Document passage
Anyway, finally got past the 10K turn around, so there were no longer people running at us. I passed the 4:45 marathon pacer (2:23 half pacer for those not inclined to do the math) and saw my friend pacing 2:20 up ahead. I ran a little faster. I realized my hamstring was fine. Twingy, but not painful. I caught up with her and the other 2:20 pacer around mile 5. I was nice to run with pacers. It was also trippy to realize that this was the farthest I’d ever run straight, no walking. And I still had eight miles to go! I felt good for a while. Chatting with the other people hanging with the 2:20 pacers. Giving myself little pats on the back for not walking. Happy that problematic hamstring was not asserting itself. We got to the half marathon turn around! Only another six and a half miles!

And then, like clock work, the Mile 8 Struggle Bus showed up. For every half I’ve run, somewhere between mile 8 and mile 10, I want to give up. Whether it’s tired legs, tired everything, racing heart, hungry tummy, burning lungs, low energy, whatever, I find myself saying “let’s just walk, running is hot bullshit” It’s totally a mental game at this point. For Filly Women’s and KDF, it was low energy, so I experimented with adding runner candy (Honey Stinger Energy Chews). This worked for UBHM and a few long runs. This race though, I had been eating a few pieces every 40 minutes, which had worked for me before. It was less low energy and more just super tired legs. My hamstring wasn’t necessarily that bad; more like all of both legs were fucking done.

I kept going though! Around mile 10 we were back into the long wooded area, but this time we got to experience it going up hill. Joy. I walked twice, about 10 seconds each time, because I wanted to get my heart rate down a little. These were the only two times I walked the entire 13 miles. I caught back up with the 2:20 pacers. I stuck with them and their motivation really kept me in it. Around mile 11, the huge downhill, my knees started to hurt. Around mile 12, I needed a toilet. I was seriously afraid I’d shit my pants otherwise. Luckily there was a portapotty just a handful of yards off the course. I lost at least a minute, but it was absolutely necessary.

Back on the road! One mile left! It was not a fun mile. I was no longer running with my pacing friend. My legs hurt. I was tired. Finally the end. I did not sprint to finish, but I did manage to get my arms up like I wasn’t about to crawl the last yards.

I look happy because I don’t have to run anymore. Maybe ever.

My time was 2:22. Not the best, but way better than I thought I was capable of. Hell, I didn’t know I was capable of running for more than a few miles without walking, much less a half marathon. I didn’t see anyone I knew around the finishers’ area. There was Derby Pie as an end-of-race perk, but it was so sweet, I could only choke down a few bites. There was also beer (provided by Goodwood Brewery, a race sponsor), but at that point I think anything other than plain water would have made me vomit. I just wanted to go home and lie in a bath tub full of hot epsom salt water.

So that’s what I did. I was moving like a 90 year old. The walk back to the car was comical. Very stiff, very sore. My hamstring didn’t seem any worse than every other sore, agonized part of my body. I ate the other half of the leftover Cuban while the tub was filling up and had a bottle of water mixed with electrolyte replacement. The soak in the tub was perfect.

I ran three half marathons in six weeks, five this year. One was a PR and one was with no walking intervals, something I wasn’t sure I could do. I’m kinda proud of myself and my training. I look forward to all the shorter races I have lined up over the winter, mostly just fun stuff nearby, a few of which I’ve gotten Spouse to sign up to run with me. Lots of group runs with M/SRTT. I have some trail races coming up too. And a Thanksgiving Morning race, which I have always been opposed to in theory and, until now, in practice. I guess I’m a real runner, for good or ill. Now I just need to rest this stupid hamstring. At least it’s taken my mind off my stupid fat thumb.

Recorded data
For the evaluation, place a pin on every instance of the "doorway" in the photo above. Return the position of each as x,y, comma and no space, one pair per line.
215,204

Exercise aim
Answer these from the half marathon recap:
(a) Around which mile did the writer first catch up with the 2:20 pacers?
(b) How many times did the writer walk during the race, and for about how long each time?
(c) What was the writer's finishing time?

Task answer
(a) Around mile 5.
(b) Twice, about 10 seconds each time.
(c) 2:22.